_What is needed_
Write what comes next in the OpenGL texture coordinate passage, picking up after its final sentence.

_Extracted text_
However, if the modelview matrix contains scaling transforms then more is required. If a single uniform scale s is included in the transform, then M = sI. Therefore M−1 = (1/s)I and the transformed normal vector will be scaled by 1/s, losing its important unit length property (N · N = 1). If the scale factor is non-uniform, then the scale factor computation becomes more complicated (Figure 2.3). If the scaling factor is uniform, and the incoming normals started out with unit lengths, then they can be restored to unit length by enabling GL_RESCALE_NORMAL. This option instructs the OpenGL transformation pipeline to compute s and scale the transformed normal. This is opposed to GL_NORMALIZE, which has OpenGL compute the length of each transformed normal in order to normalize them to unit length. Normalize is more costly, but can handle incoming vectors that aren’t of length one.
2.4 Texture Coordinate Generation and Transformation
Texture coordinates have their own transformation pipeline (Figure 2.5), simpler than the one used for geometry transformations. Coordinates are either provided by the application directly, or generated from vertex coordinates or normal vectors. In either case, the texture coordinates are transformed by a 4 × 4 texture transform matrix. Like vertex coordinates, texture coordinates always have four components, even if only one, two, or three components are specified by the application. The missing components are assigned default values; 0 for s, t, and r values (these coordinates can be thought of as x, y, and z equivalents in texture coordinate space) while the q coordinate (the equivalent of w) is assigned the default value of 1.

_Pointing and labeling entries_
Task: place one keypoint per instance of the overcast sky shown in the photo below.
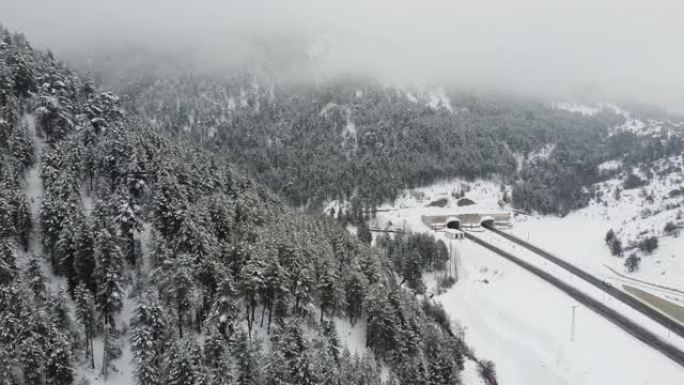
(601, 49)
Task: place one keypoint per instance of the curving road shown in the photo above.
(634, 303)
(613, 316)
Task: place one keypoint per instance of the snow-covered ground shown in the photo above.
(522, 323)
(580, 236)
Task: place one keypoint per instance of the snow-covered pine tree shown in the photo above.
(177, 285)
(148, 341)
(36, 281)
(248, 361)
(180, 368)
(109, 268)
(85, 314)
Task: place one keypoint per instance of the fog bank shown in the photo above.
(596, 50)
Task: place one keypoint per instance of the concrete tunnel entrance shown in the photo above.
(487, 221)
(453, 223)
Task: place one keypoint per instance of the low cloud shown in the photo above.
(589, 49)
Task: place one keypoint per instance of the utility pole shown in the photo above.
(572, 324)
(450, 257)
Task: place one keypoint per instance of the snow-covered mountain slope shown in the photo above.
(633, 214)
(521, 322)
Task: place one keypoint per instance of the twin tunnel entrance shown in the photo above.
(457, 223)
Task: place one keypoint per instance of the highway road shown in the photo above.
(608, 313)
(620, 295)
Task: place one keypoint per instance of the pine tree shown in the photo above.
(331, 292)
(128, 219)
(364, 233)
(8, 266)
(247, 361)
(109, 265)
(109, 268)
(36, 280)
(177, 285)
(85, 314)
(225, 312)
(150, 330)
(180, 367)
(58, 365)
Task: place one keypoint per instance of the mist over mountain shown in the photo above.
(605, 50)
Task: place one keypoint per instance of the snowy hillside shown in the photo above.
(521, 322)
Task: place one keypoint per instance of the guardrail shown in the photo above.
(613, 316)
(669, 323)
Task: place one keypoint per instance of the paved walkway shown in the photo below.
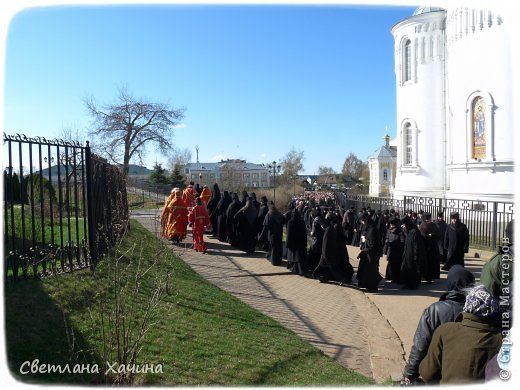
(370, 333)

_Result for this task_
2.4.1 Texture Matrix
After being transformed by the texture matrix, the transformed coordinates undergo their own perspective divide, using q to divide the other components. Since texture maps may use anywhere from one to four components, texture coordinate components that aren’t needed to index a texture map are discarded at this stage. The remaining components are scaled and wrapped (or clamped) appropriately before being used to index the texture map. This full 4 × 4 transform with perspective divide applied to the coordinates for 1D or 2D textures will be used as the basis of a number of techniques, such as projected textures (Section 14.9) and volume texturing (Section 20.5.8), described later in the book.
2.4.2 Texture Coordinate Generation
The texture coordinate pipeline can generate texture coordinates that are a function of vertex attributes. This functionality, called texture coordinate generation (texgen), is useful for establishing a relationship between geometry and its associated textures. It can also be used to improve an application’s triangle rate performance, since explicit texture coordinates don’t have to be sent with each vertex. The source (x, y, z, w) values can be untransformed vertices (object space), or vertices transformed by the modelview matrix (eye space).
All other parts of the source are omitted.